Exercise prompt: Could you copy the lines below without any change, starting at the line that contains "Exercise. Pick out the navy" and ending with the final line?

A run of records

»»

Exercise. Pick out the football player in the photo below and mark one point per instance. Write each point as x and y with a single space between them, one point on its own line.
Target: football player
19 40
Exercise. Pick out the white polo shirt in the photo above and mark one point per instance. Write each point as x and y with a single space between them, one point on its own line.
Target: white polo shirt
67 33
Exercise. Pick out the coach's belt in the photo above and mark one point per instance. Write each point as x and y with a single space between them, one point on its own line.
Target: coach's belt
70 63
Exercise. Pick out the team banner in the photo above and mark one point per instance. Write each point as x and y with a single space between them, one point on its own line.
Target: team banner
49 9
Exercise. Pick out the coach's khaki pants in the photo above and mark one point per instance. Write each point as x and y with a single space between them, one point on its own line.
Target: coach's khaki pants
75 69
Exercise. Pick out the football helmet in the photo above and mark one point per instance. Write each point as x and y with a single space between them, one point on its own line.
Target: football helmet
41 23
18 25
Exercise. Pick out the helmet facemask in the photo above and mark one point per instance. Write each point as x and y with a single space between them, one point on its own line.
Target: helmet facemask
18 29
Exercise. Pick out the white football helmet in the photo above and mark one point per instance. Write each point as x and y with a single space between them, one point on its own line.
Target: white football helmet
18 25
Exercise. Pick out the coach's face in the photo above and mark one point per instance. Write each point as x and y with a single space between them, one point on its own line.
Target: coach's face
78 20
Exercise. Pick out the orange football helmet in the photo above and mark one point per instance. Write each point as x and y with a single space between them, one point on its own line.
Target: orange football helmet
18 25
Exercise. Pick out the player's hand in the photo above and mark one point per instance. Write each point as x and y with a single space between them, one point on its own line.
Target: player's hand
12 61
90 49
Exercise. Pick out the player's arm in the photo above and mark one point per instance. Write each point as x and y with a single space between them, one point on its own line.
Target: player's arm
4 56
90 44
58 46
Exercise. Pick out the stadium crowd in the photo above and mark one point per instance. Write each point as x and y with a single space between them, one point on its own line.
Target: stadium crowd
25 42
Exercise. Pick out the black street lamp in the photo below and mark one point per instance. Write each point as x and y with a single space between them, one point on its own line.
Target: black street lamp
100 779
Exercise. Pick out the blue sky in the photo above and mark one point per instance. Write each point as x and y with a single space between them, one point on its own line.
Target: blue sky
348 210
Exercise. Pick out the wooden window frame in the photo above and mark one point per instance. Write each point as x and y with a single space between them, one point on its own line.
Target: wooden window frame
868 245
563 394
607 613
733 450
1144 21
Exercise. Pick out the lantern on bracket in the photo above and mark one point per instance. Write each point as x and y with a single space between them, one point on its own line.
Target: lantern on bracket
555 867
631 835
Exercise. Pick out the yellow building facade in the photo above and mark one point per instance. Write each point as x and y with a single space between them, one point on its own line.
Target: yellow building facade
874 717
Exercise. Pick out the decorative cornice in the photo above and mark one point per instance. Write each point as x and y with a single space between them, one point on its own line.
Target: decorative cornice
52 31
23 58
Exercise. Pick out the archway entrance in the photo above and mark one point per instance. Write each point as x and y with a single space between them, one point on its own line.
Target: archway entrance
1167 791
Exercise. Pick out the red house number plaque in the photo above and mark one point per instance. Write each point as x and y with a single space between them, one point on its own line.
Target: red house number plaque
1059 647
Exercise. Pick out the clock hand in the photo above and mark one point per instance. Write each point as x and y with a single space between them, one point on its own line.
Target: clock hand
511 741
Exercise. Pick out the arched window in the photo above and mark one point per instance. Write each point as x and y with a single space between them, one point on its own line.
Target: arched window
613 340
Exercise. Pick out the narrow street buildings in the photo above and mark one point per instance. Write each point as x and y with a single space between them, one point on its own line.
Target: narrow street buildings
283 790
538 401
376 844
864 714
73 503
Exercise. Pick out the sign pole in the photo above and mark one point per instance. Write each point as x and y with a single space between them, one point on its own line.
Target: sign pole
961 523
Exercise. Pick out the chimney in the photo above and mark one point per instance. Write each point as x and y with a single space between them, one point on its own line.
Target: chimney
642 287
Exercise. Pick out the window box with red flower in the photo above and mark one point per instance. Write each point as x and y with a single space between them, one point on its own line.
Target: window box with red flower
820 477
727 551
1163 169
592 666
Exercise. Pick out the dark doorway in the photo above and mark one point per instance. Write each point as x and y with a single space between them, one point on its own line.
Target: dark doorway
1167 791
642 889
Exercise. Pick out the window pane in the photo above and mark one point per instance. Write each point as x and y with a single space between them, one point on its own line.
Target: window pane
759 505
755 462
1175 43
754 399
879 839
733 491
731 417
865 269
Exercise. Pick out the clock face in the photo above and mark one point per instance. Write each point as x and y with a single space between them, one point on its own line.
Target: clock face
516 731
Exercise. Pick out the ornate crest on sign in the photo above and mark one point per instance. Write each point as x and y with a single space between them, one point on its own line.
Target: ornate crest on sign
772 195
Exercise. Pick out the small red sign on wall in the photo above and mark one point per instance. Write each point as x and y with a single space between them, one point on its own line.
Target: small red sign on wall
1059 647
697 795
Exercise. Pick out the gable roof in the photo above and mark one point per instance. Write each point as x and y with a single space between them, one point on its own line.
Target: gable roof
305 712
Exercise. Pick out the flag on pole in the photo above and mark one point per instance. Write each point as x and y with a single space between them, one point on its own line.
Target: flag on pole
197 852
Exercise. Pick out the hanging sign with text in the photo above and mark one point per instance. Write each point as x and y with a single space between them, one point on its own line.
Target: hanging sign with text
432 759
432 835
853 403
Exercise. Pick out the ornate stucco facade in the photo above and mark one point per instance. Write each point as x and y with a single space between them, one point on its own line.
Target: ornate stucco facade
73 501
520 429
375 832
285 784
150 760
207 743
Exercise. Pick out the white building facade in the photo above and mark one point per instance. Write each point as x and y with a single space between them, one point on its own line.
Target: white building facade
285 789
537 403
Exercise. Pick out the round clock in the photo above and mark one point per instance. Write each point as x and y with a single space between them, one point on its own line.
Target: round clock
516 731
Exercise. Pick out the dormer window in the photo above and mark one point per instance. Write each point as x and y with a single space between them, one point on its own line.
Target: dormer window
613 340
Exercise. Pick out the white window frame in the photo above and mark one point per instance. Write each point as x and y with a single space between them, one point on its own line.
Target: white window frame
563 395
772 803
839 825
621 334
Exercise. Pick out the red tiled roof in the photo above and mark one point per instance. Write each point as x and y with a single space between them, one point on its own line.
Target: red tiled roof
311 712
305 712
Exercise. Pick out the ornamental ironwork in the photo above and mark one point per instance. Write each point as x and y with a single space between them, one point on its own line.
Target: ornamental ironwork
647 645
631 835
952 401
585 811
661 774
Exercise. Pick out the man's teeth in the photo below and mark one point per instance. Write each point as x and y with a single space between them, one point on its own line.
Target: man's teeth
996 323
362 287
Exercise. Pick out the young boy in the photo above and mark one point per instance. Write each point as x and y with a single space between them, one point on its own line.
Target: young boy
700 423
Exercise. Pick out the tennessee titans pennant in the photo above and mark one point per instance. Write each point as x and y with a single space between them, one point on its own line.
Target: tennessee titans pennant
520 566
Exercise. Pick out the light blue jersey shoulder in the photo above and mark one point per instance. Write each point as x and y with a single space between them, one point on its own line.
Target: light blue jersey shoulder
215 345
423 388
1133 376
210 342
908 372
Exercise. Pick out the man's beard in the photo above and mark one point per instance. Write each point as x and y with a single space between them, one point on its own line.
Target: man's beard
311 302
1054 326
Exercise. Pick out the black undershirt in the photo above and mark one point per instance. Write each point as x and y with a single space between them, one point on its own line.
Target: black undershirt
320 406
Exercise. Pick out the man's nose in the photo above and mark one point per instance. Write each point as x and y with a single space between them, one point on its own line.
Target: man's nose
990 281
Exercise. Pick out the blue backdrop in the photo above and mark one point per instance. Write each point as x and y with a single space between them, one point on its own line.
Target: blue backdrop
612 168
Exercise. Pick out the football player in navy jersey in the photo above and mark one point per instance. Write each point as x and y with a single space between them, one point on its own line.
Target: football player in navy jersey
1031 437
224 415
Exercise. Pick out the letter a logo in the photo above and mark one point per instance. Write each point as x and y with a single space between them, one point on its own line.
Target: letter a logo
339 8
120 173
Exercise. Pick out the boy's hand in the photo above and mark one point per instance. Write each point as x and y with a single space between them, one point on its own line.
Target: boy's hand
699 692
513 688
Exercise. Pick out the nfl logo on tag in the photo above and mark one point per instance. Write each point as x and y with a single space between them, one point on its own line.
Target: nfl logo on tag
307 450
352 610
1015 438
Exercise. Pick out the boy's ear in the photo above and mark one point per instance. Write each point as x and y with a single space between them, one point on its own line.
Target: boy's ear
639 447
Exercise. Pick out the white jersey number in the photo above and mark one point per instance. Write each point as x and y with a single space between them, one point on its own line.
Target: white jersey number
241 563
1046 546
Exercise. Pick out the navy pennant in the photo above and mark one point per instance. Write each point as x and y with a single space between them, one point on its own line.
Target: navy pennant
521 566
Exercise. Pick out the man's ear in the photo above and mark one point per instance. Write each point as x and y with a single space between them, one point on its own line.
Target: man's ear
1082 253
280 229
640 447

««

Response to the exercise:
Exercise. Pick out the navy pennant in the photo above and mark one point per instance. Write each point as x and y with a single space between them, one point on its own line.
Target: navy pennant
521 566
Exercise. Pick out the man's ear in the photo above and mark one point per instance. Write each point as x and y with a single space between them, one point on its own line.
Target: man's ear
1082 253
280 229
640 447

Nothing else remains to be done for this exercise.